#### Data for this task ####
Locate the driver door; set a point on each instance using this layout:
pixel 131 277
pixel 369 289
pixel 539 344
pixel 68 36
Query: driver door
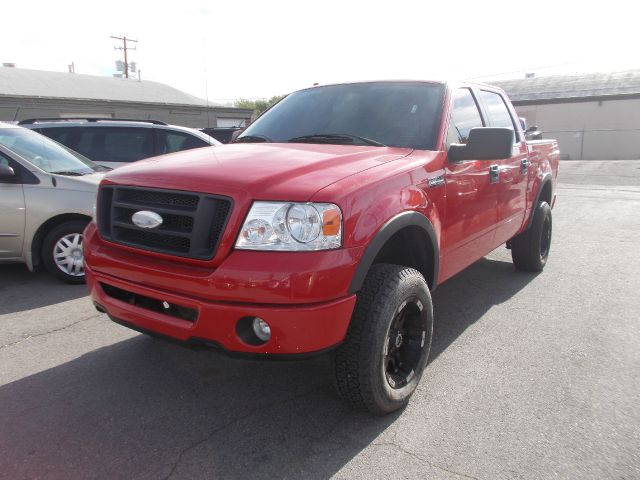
pixel 12 213
pixel 471 213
####
• **Problem description**
Reproduce every line of the records above verbatim, leaving out the pictures.

• **Answer**
Locate the driver door; set a point on each instance using this layout:
pixel 131 277
pixel 369 289
pixel 539 344
pixel 68 36
Query: driver door
pixel 12 213
pixel 471 213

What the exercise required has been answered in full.